### Given problem
Copy the following items line for line, with no changes.

>> begin Given records

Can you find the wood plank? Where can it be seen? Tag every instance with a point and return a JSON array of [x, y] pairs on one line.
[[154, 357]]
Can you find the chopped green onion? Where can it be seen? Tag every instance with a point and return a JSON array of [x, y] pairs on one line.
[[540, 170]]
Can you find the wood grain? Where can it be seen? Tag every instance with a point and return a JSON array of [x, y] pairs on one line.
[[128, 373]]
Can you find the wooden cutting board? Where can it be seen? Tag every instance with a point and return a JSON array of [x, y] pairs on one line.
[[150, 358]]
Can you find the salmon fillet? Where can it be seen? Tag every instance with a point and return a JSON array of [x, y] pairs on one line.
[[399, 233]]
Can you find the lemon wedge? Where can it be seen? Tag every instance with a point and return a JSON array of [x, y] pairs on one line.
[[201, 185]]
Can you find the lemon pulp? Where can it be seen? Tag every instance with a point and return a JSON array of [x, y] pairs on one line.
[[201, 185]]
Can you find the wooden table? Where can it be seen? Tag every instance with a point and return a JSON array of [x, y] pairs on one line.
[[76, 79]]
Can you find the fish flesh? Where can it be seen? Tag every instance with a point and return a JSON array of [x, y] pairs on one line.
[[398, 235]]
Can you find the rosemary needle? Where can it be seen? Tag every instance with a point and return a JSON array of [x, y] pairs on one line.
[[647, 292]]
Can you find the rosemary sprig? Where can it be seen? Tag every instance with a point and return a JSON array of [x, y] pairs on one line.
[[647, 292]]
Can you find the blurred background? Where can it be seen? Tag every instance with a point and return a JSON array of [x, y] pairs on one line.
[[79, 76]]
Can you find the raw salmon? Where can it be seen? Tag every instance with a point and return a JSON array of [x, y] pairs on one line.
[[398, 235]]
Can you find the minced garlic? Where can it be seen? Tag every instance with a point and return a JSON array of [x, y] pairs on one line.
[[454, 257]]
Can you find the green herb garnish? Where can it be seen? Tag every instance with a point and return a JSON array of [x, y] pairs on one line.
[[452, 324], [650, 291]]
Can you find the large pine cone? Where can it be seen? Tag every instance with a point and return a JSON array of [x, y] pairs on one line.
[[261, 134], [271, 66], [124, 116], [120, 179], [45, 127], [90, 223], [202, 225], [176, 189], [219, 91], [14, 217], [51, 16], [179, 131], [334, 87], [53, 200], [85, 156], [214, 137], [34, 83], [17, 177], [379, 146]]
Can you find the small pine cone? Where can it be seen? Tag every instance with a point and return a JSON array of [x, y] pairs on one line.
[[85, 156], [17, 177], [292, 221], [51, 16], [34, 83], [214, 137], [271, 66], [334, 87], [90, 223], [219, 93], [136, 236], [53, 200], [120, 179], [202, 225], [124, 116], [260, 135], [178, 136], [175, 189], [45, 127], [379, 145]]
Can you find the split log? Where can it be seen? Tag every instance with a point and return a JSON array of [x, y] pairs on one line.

>> end Given records

### Task result
Can you find the wood plank? Where can it be seen? Tag every instance with a point and return a JSON array of [x, y] pairs on one line.
[[154, 357]]
Can you find the chopped green onion? Where can it be seen? Tag every instance with a point and return a JSON array of [x, y] pairs on one line.
[[540, 170]]
Can you find the wood grain? Where can it be seen? Tag every instance with a point and return a JSON array of [x, y] pairs on one line.
[[128, 373]]
Can you find the wooden cutting board? Where can it be seen? Tag every instance with a point and return a JSON array of [x, y] pairs on one line.
[[150, 358]]
Can you find the salmon fillet? Where can it be seen? Tag every instance with a point and return a JSON array of [x, y] pairs on one line.
[[399, 233]]
Can you find the lemon wedge? Where can it be seen? Tag every instance with a point and return a JSON array of [x, y] pairs on one line.
[[201, 185]]
Can you find the lemon pulp? Where can it be seen? Tag every instance with a point and return a JSON array of [x, y] pairs on one line.
[[201, 185]]
Can you find the wooden table? Where can it be seen? Tag every instance with a point and return a JSON array of [x, y] pairs on one line.
[[76, 79]]
Can you find the fish flesh? Where can it be seen? Tag every instance with a point and return a JSON array of [x, y] pairs on one line.
[[398, 235]]
Can you find the rosemary needle? Where can it be seen? Tag every instance with a point and return a JSON array of [x, y] pairs on one line.
[[647, 292]]
Can you find the rosemary sprig? Where can it be seen? Tag every instance with a point and return a JSON array of [x, y] pairs on one line.
[[647, 292]]
Can you find the blurred background? Where can it be seen? Tag every instance with a point and return a JSON array of [x, y] pairs on one line.
[[79, 76]]
Can you find the raw salmon? Where can it be seen? Tag every instance with a point and return a JSON array of [x, y] pairs on one line.
[[398, 235]]
Can you find the minced garlic? Where can it be seen? Tag every instance with a point and return a JSON array of [x, y] pairs on one line.
[[454, 257]]
Can you find the green herb garnish? Where can it be seen? Tag every instance with a point and return a JSON array of [x, y] pairs on one line.
[[452, 324], [650, 291]]
Can you find the large pine cone? Where can it be seen? Tag every instance with a point and return a JSON array of [x, y] pairs on one line.
[[261, 134], [271, 66], [124, 116], [120, 179], [45, 127], [90, 223], [202, 225], [176, 189], [219, 91], [14, 217], [51, 16], [179, 131], [334, 87], [53, 200], [85, 156], [214, 137], [34, 83], [17, 177], [379, 146]]
Can you find the small pine cone? Where can it be seen? Tag every instance with a point and return a JSON array of [x, y] pairs on one line.
[[85, 156], [17, 177], [292, 221], [51, 16], [34, 83], [214, 137], [271, 66], [334, 87], [90, 223], [219, 93], [136, 236], [53, 200], [120, 179], [202, 225], [124, 116], [260, 135], [178, 136], [175, 189], [45, 127], [379, 145]]
Can you find the split log? Where can it be seen? Tag every instance with a point and return a JSON array of [x, y] pairs on one line.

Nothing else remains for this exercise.